Undergraduate Academic Affairs

September 15, 2011

Welcome from the Dean August 2011

Ed Taylor

Dear Friends and Colleagues,

There are many ways of being a UW student. A central aim of Undergraduate Academic Affairs is to orient University of Washington undergraduates, to engage them deeply in the University, to create a rich and multi-layered learning environment and to connect students to campus, our community, and our world. The ways in which we do that highlight themes of leadership, research, teaching, and community—fundamental elements to the UW undergraduate academic experience.

Undergraduates learning the qualities of civic leadership shared their work and service to our local and global communities at the 19th Annual Spring Celebration of Service and Leadership. Students from across campus presented their leadership projects ranging from helping kids learn to read to furthering environmental sustainability to creating a micro-lending program in Ghana and building roads in Bolivia.

------------------------

Short task a :: List the leadership projects that the dean's welcome letter says students presented at the Spring Celebration of Service and Leadership.
The dean's welcome letter and the entries that follow it have no connection to each other.

------------------------

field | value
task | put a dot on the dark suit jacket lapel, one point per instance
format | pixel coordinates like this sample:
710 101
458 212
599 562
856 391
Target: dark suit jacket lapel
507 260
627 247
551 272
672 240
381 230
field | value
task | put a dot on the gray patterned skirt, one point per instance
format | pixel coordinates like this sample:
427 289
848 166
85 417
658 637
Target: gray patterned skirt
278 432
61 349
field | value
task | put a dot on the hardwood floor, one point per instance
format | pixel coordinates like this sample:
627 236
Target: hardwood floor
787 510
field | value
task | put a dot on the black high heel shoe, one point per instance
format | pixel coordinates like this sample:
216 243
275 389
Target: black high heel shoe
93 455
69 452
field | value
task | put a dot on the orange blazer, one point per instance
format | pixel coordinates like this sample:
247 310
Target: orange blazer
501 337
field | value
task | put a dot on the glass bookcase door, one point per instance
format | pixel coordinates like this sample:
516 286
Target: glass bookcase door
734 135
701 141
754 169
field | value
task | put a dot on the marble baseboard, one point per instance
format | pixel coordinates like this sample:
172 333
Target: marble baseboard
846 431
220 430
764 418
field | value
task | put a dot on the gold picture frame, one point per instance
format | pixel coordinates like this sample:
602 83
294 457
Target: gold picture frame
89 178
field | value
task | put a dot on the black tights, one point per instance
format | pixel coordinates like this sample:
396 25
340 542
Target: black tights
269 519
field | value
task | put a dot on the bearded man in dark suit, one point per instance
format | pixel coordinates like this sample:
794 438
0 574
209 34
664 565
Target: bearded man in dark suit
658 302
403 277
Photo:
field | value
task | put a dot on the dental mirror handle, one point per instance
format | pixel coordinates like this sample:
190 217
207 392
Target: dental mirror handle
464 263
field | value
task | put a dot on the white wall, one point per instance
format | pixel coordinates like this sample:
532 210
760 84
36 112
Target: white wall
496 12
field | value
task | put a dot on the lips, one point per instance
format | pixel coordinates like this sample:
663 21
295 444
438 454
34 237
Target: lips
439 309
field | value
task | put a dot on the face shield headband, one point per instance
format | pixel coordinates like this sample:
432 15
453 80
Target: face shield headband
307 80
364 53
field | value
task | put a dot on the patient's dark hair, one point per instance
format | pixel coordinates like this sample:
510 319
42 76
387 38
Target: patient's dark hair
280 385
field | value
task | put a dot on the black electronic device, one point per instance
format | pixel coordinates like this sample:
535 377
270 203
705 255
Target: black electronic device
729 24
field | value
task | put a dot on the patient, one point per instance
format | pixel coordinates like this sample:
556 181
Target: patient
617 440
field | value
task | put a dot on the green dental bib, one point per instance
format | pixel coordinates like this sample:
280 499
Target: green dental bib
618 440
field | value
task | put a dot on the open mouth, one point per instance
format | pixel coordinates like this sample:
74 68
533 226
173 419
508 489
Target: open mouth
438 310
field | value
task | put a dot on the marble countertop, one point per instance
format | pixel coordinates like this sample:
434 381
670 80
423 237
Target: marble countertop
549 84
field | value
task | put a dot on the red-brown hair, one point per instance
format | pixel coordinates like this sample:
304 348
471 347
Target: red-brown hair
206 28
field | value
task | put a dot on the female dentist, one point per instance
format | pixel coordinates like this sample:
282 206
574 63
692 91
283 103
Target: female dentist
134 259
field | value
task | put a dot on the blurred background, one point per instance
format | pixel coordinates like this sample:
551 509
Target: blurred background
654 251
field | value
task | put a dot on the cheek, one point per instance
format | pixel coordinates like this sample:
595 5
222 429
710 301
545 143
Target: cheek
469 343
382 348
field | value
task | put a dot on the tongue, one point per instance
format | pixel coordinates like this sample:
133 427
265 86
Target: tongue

------------------------

Short task b :: Count the lines of the entries that contain the string "face", and give only that number.

Task solution a ::
- Helping kids learn to read
- Furthering environmental sustainability
- Creating a micro-lending program in Ghana
- Building roads in Bolivia

Task solution b :: 2